> _What the exercise asks_
Here the job is to transcribe only the lines from the one containing "Query: boulder" through the last line below, exactly as written; please leave out pictures.

> _Provided records_
'''

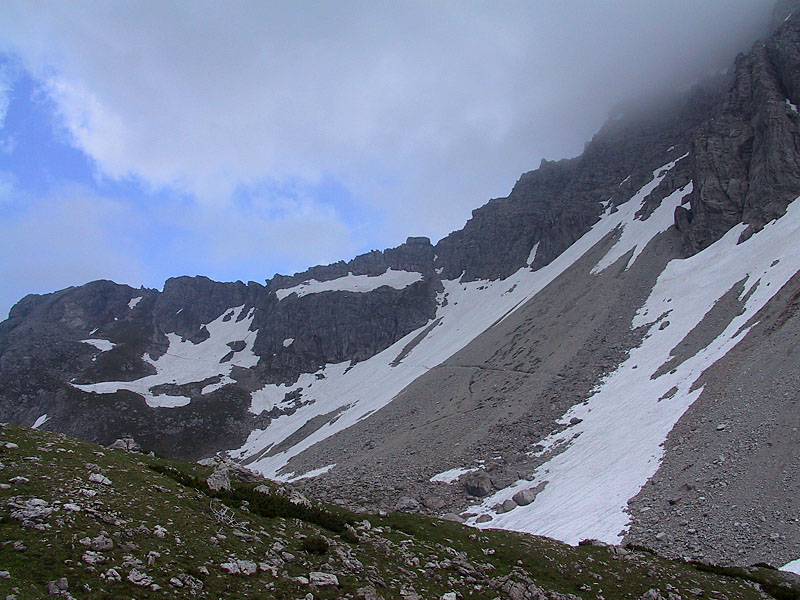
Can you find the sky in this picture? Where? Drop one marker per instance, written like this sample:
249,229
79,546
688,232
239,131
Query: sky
144,140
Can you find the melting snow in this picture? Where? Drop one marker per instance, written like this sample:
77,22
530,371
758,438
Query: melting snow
617,446
792,567
353,283
40,421
102,345
312,473
532,255
451,475
186,362
353,392
636,233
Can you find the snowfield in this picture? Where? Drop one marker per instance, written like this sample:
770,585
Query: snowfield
465,311
616,444
353,283
186,362
617,447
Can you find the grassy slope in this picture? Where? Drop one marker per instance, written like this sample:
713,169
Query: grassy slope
392,555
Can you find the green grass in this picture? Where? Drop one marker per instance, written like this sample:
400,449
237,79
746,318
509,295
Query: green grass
394,553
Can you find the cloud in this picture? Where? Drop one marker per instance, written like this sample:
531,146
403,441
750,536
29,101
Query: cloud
72,237
424,109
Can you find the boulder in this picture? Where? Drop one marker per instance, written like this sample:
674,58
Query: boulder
478,484
320,579
407,504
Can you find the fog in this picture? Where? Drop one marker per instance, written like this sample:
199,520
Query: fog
419,111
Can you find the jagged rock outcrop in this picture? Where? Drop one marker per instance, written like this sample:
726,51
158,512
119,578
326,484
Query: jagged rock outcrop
375,376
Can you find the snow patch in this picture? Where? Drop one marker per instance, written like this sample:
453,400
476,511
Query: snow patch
451,475
532,255
102,345
617,446
353,283
312,473
355,391
792,567
187,362
636,233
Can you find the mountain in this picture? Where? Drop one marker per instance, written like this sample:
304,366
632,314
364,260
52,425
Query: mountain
609,352
251,538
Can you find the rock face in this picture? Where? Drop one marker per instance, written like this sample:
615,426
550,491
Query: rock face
261,370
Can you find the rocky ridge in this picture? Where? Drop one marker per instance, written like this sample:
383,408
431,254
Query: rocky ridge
732,138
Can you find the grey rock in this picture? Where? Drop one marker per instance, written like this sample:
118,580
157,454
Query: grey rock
320,579
219,478
407,504
478,484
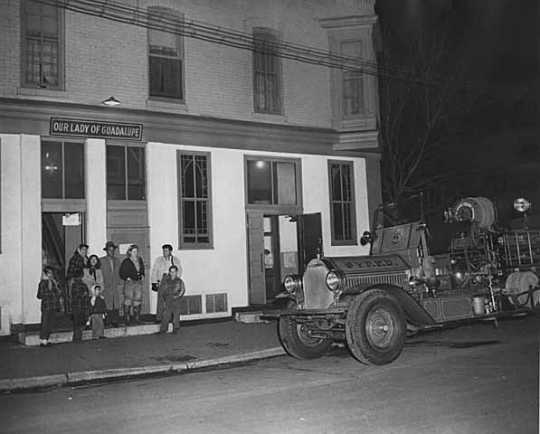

'''

> _Task result_
Query: boulder
478,484
320,579
407,504
Can you find the fog in this picture? Where? Drop one marker per instance, written like this sample:
199,520
Query: fog
419,111
Can you find the jagged rock outcrop in this picture? Where? Drop one marker per instance, written like this sample:
726,51
158,512
119,578
326,484
Query: jagged rock outcrop
375,376
Can you find the snow patch in this picture? Where? Drop one marker per instance, written like this sample:
453,400
476,511
Query: snow patch
451,475
532,255
102,345
617,446
353,283
312,473
355,391
792,567
187,362
636,233
Can you find the mountain in this picture? Where? Drop one marker per instance, written like this sample:
304,366
632,314
364,260
52,425
Query: mountain
609,352
251,538
Can you find the rock face in this picture? Where? Drop one marker per instance, written like this sample:
615,426
550,491
Query: rock face
261,370
Can you find the rocky ridge in this picture? Where? Drop one marker per instance, written like this sample:
383,408
431,254
Query: rocky ridge
732,138
Can you find the grey rock in this picture? Where? Drop one marker per instance, written like this sample:
118,580
157,454
Query: grey rock
320,579
219,478
407,504
478,484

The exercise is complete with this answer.